[Excerpts from point annotation data]
------------------------

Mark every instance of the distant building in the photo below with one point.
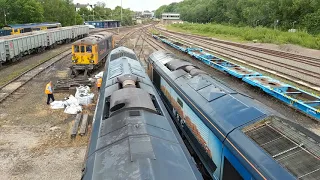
(78, 6)
(170, 18)
(147, 14)
(104, 23)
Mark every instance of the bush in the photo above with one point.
(261, 34)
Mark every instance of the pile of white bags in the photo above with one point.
(57, 105)
(83, 95)
(71, 105)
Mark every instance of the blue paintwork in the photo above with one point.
(104, 23)
(220, 116)
(282, 94)
(245, 74)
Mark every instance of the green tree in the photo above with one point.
(269, 13)
(62, 11)
(23, 11)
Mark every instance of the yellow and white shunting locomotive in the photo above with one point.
(90, 52)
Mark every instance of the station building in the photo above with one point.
(104, 23)
(170, 18)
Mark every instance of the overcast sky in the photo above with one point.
(136, 5)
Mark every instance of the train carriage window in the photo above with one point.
(82, 48)
(229, 172)
(180, 102)
(76, 48)
(108, 44)
(89, 48)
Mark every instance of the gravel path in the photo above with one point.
(34, 139)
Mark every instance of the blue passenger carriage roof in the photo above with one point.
(258, 135)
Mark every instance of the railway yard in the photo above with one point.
(35, 140)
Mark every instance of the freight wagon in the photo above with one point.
(13, 47)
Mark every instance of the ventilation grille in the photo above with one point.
(294, 150)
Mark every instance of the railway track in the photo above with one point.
(151, 42)
(290, 56)
(12, 86)
(299, 73)
(16, 83)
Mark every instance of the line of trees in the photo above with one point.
(63, 11)
(283, 14)
(100, 12)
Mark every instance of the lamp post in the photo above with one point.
(92, 7)
(121, 10)
(293, 24)
(5, 16)
(257, 22)
(75, 15)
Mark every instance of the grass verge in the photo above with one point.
(241, 34)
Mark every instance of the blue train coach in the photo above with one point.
(133, 136)
(233, 135)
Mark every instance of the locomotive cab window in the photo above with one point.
(89, 49)
(229, 172)
(82, 49)
(76, 48)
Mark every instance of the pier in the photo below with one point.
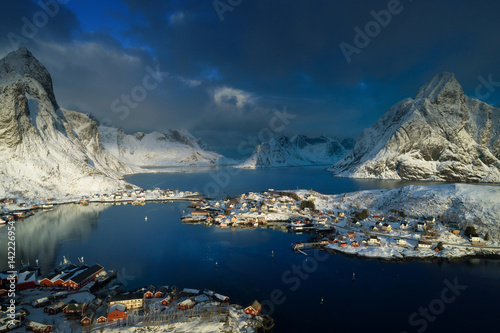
(302, 246)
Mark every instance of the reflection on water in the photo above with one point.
(40, 236)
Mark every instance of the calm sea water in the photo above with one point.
(385, 297)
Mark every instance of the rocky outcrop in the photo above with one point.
(159, 149)
(441, 134)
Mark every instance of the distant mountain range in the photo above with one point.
(300, 150)
(159, 149)
(440, 135)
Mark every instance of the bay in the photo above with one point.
(385, 297)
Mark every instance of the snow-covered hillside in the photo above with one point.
(298, 151)
(47, 151)
(441, 134)
(158, 149)
(478, 205)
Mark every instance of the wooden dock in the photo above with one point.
(308, 245)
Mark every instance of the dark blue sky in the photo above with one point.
(224, 68)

------------------------

#### SET TASK
Reproduce all of the items above word for word, leaving out the pictures.

#### FINAL ANSWER
Mark every instance of the distant building in the photo below with one point.
(78, 6)
(170, 18)
(147, 14)
(104, 23)
Mark every instance of the bush in the photo above with one point.
(261, 34)
Mark every instance of the pile of white bags in the photo above with one point.
(57, 105)
(83, 95)
(71, 105)
Mark every instance of the blue paintwork in the photo above with one point.
(104, 23)
(220, 116)
(282, 94)
(245, 74)
Mark every instance of the green tree in the photo above with one point.
(269, 13)
(62, 11)
(23, 11)
Mark every instance of the yellow and white shunting locomotive in the photo above with one point.
(90, 52)
Mark every instance of the station building in the photo above with one point.
(104, 23)
(170, 18)
Mark every instance of the overcast sky in the photo above with one point.
(136, 5)
Mark every instance of the train carriage window in the photo above with one point.
(82, 48)
(229, 172)
(180, 102)
(76, 48)
(108, 44)
(89, 48)
Mark every instance of the gravel path in the photo above with one point.
(34, 139)
Mark every instance of the blue passenger carriage roof in the photo above with one point.
(258, 135)
Mark every instance of the railway yard in the photo above with one point.
(35, 140)
Mark every instance of the freight wagon in the photo above with one point.
(13, 47)
Mark every instance of the ventilation grille in the photo above with one point.
(294, 150)
Mark every instance of the railway track in the photo above with one point.
(151, 42)
(290, 56)
(12, 86)
(299, 73)
(16, 83)
Mark every instance of the line of trees in the photo above with one point.
(63, 11)
(283, 14)
(100, 12)
Mark every instance of the lamp post in the photo above with one point.
(92, 7)
(121, 10)
(293, 24)
(5, 16)
(257, 22)
(75, 15)
Mark every instance of the grass verge in the photo above with one point.
(241, 34)
Mark every instance of the blue train coach in the photo above with one point.
(133, 136)
(233, 135)
Mark every instance of the locomotive cab window in the photo above with one point.
(89, 49)
(229, 172)
(82, 49)
(76, 48)
Mark every instance of the pier in the photo below with one point.
(302, 246)
Mark every instance of the reflection on water in the photo above with one point.
(40, 236)
Mark every instance of the calm sea water in the photo above with one point.
(385, 297)
Mark every instance of the rocky outcrop in the photo above with one point.
(159, 149)
(441, 134)
Mark every instance of the distant mountain range in the photo above with one point.
(300, 150)
(159, 149)
(440, 135)
Mark every instance of the bay in the photo above with one point.
(385, 297)
Mark every instance of the snow-covered hillside in the photo above with one point.
(298, 151)
(47, 151)
(441, 134)
(158, 149)
(478, 205)
Mark every instance of the wooden dock in the photo above with one point.
(308, 245)
Mark every instance of the dark blue sky in the photo above with one point.
(224, 68)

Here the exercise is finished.